| INSTRUCTIONS FOR THE TASK |
Retype the listing below character for character from start to finish, omitting the pictures.

*** RECORDS TO PROCESS ***

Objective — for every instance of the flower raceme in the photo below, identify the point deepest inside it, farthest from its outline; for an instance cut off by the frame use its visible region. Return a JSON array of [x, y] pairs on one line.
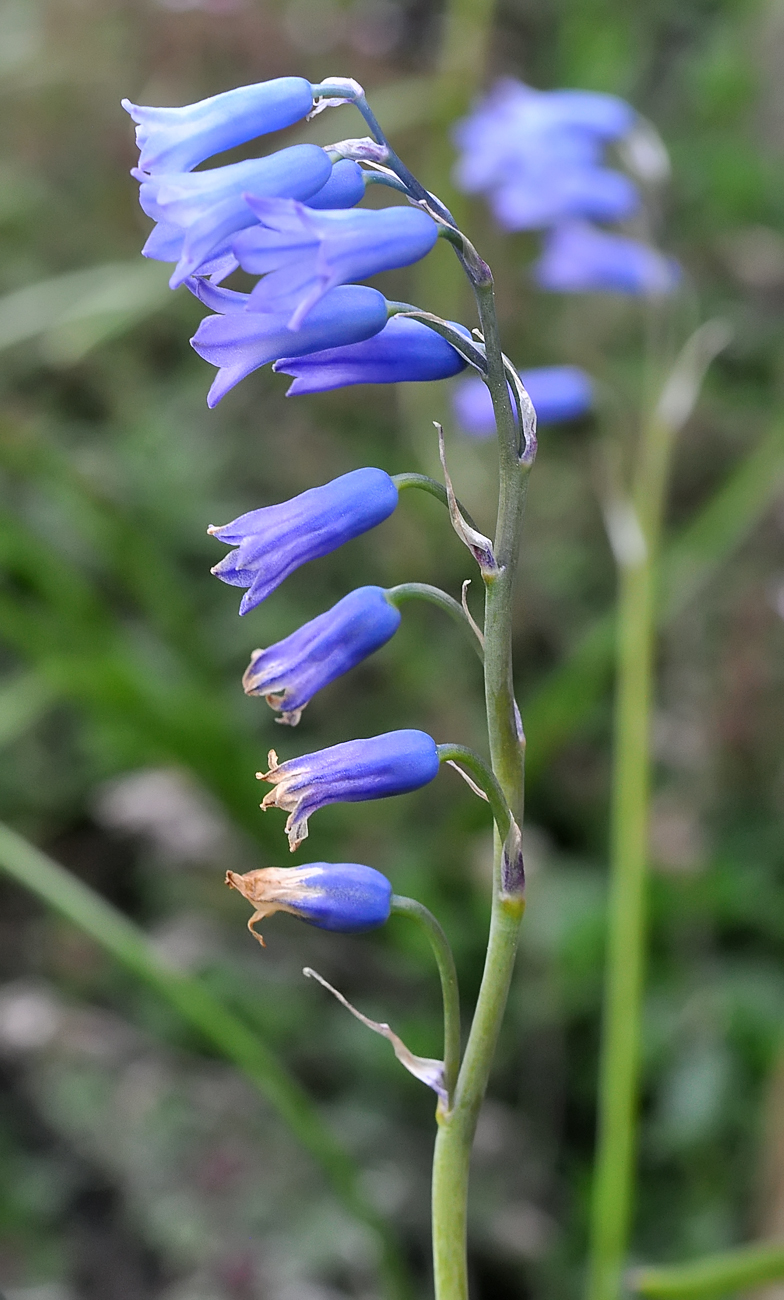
[[273, 541], [290, 672], [405, 351], [342, 896], [177, 139], [358, 770], [303, 254], [241, 341], [558, 393]]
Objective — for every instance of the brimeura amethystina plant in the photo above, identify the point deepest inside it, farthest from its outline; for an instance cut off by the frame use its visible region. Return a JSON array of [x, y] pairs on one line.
[[291, 219]]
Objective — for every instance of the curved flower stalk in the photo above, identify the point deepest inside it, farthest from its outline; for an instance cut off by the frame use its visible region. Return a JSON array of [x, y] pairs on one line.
[[351, 772], [341, 896], [290, 672], [273, 541]]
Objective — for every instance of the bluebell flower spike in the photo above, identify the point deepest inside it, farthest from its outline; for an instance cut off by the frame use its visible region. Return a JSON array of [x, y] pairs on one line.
[[358, 770], [405, 351], [558, 393], [177, 139], [290, 672], [302, 254], [346, 897], [239, 341], [273, 541]]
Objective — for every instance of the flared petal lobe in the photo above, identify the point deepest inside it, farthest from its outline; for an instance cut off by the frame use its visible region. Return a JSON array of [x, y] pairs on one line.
[[405, 351], [239, 341], [579, 259], [302, 254], [177, 139], [358, 770], [346, 897], [558, 393], [290, 672], [273, 541]]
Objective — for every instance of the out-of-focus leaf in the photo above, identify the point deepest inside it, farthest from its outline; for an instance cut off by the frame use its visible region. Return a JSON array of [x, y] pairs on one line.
[[74, 312]]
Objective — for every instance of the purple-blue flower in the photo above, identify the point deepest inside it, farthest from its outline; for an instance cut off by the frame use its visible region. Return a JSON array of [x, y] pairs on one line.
[[537, 154], [290, 672], [341, 896], [579, 259], [557, 391], [403, 351], [303, 254], [239, 341], [177, 139], [351, 772], [204, 208], [273, 541], [345, 187]]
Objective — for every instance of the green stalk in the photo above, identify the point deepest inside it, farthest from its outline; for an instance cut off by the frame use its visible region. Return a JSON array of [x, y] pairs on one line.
[[619, 1064], [715, 1275], [216, 1023], [445, 961], [457, 1130]]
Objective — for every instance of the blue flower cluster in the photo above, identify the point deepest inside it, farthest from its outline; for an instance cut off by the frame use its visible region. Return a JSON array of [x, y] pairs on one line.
[[538, 156], [289, 217]]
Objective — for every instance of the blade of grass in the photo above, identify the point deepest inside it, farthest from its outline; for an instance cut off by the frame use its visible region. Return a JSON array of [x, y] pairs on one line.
[[226, 1032]]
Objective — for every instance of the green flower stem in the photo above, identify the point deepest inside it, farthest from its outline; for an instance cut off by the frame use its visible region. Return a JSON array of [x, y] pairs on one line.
[[445, 961], [484, 778], [715, 1275], [211, 1018], [457, 1130], [619, 1064], [434, 596]]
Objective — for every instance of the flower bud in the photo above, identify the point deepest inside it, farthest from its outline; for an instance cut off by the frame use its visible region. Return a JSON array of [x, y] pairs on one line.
[[290, 672], [351, 772], [276, 540], [341, 896]]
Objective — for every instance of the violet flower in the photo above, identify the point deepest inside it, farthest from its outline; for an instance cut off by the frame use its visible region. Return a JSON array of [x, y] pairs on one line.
[[303, 254], [403, 351], [290, 672], [351, 772], [273, 541], [579, 259], [207, 207], [346, 897], [558, 393], [241, 341], [177, 139]]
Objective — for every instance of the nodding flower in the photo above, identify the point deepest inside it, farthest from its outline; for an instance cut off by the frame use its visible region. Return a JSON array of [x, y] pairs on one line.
[[290, 672], [302, 254], [579, 259], [204, 208], [341, 896], [273, 541], [358, 770], [177, 139], [241, 341], [405, 351]]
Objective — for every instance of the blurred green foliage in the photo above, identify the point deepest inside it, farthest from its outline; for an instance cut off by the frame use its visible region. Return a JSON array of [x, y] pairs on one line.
[[131, 1162]]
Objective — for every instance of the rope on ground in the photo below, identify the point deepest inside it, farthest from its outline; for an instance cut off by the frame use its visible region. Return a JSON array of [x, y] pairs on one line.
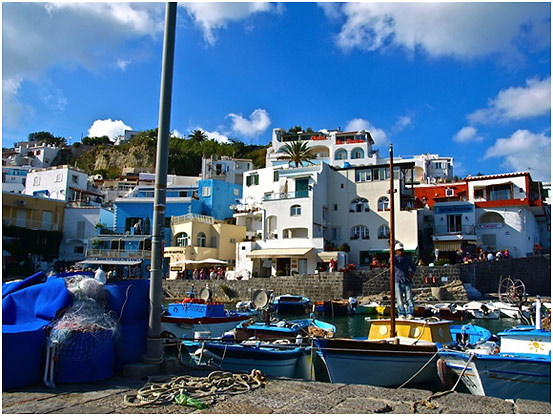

***

| TASK RESULT |
Objective — for every instance of the flower raceme in the photo below, identify the point deepest inside it, farthest from its outline; for an instance cut off by the frame use its visible region. Return a JSON array of [x, y] pairs on one line.
[[273, 541], [290, 672], [405, 351], [342, 896], [177, 139], [358, 770], [303, 254], [241, 341], [558, 393]]
Objective — for every instance of the brimeura amethystina plant in the photo above, identify the point deepest inside it, farthest from its outline; for an instance cut off by the frame use its visible region. Return a JSON array of [x, y] pairs on one line.
[[291, 219]]
Objective — for every instance of the curved flower stalk in the photo above, identify the point deepest inside it, farthest from its outline; for an instance cut off by the frame use its visible region. Return a JSON array of [x, y] pairs on one line.
[[351, 772], [341, 896], [290, 672], [273, 541]]
Objective — for every instance of the bluebell flower spike in the photo above, identify the point deepest inside it, farthest from its outline; for an instance cut off by the frame use its visible region. Return a JSON array of [x, y] pairs on one line.
[[358, 770], [405, 351], [558, 393], [177, 139], [290, 672], [302, 254], [346, 897], [239, 341], [273, 541]]
Objective — for every instance of the flared petal lobe in the photo above, identify the point deepest inside it, farthest from its outline; for an instance cut off by the frame use its visible region. Return a JSON array of [x, y] pairs on one line.
[[405, 351], [239, 341], [579, 259], [302, 254], [177, 139], [358, 770], [346, 897], [558, 393], [290, 672], [273, 541]]
Objective — for every instance of the out-of-focus leaf in the photo above, identify the point deepest inside it, farthest from its outline; for an instance cut off by the frame use its visible region. Return a JSON array of [x, y] pairs on one line.
[[74, 312]]
Objective — for every instance of the purple-blue flower in the photo above, identify the point deepest inside it, farthest from its outline; for an instance cut off by the frame use its visible region. Return a JSON array of [x, y] pairs on one line.
[[537, 154], [290, 672], [341, 896], [579, 259], [557, 391], [403, 351], [303, 254], [239, 341], [177, 139], [351, 772], [204, 208], [273, 541], [345, 187]]
Objective — for every instance of the green stalk in the photo above, identify the point deepest inside it, farthest from its outline; for an instance cut off by the frame use its visible region. Return a JSON array of [x, y] pairs on one line.
[[619, 1064], [715, 1275], [216, 1023], [445, 961], [457, 1130]]
Objective — for every instance of the blue flower cluster in the photo above, identify the point deepest inside it, farthest from its outline; for an instance cut off by the frame use its visible region. Return a JSON array of [x, y] pairs on one line.
[[538, 156], [289, 217]]
Objective — for every instance of the blade of grass in the photo above, identify the point deepest inside it, farthest from its outline; for an instance cut off by the frame use its visible region. Return a JSON array of [x, y] pairs on one line.
[[226, 1032]]
Objective — for every instance of the green flower stem in the photo above, identify the point deepest inside it, farthest from its outline; for an instance cut off by the frame use its visible region. Return a JSON array of [x, y] pairs on one line.
[[445, 961], [484, 778], [715, 1275], [211, 1018], [457, 1130], [619, 1064], [434, 596]]
Objective — for every instance of the flower bud in the photo above, identify the point deepest inside it, farthest from its outline; for an instance cut off by the frame use its visible region. Return a JSON array of [x, y] pairs on one line.
[[290, 672], [351, 772], [276, 540], [341, 896]]
Objective — for every instance of the violet flower in the photo above, identify the point deepest inside it, farthest from its outline; for an instance cut off by the frame use its visible region. Return a JSON array of [x, y] pairs on one line.
[[303, 254], [403, 351], [290, 672], [351, 772], [273, 541], [579, 259], [207, 207], [346, 897], [558, 393], [241, 341], [177, 139]]
Objective — for every instance of the nodding flower in the photo above, identify the point deepest inside it, farthest from its outline; for an instance cut off by the frame use its visible region. Return a JSON array of [x, y] pairs on one line.
[[290, 672], [302, 254], [579, 259], [204, 208], [341, 896], [273, 541], [358, 770], [177, 139], [241, 341], [405, 351]]
Objective — for every instance of the blurred green foliage in the photo above, identify the point deepest inside it, farthest from its outline; for an instance cut off by the frame use its visible region. Return a JSON array of [x, y] pairs on one line.
[[131, 1162]]
Objective — for every instance of the rope on ground in the photo below, identify the point deepest inside it, farthest from its outline; for an instance cut off by the frame use its visible region. Return a JSON array of [x, y] pairs on one line.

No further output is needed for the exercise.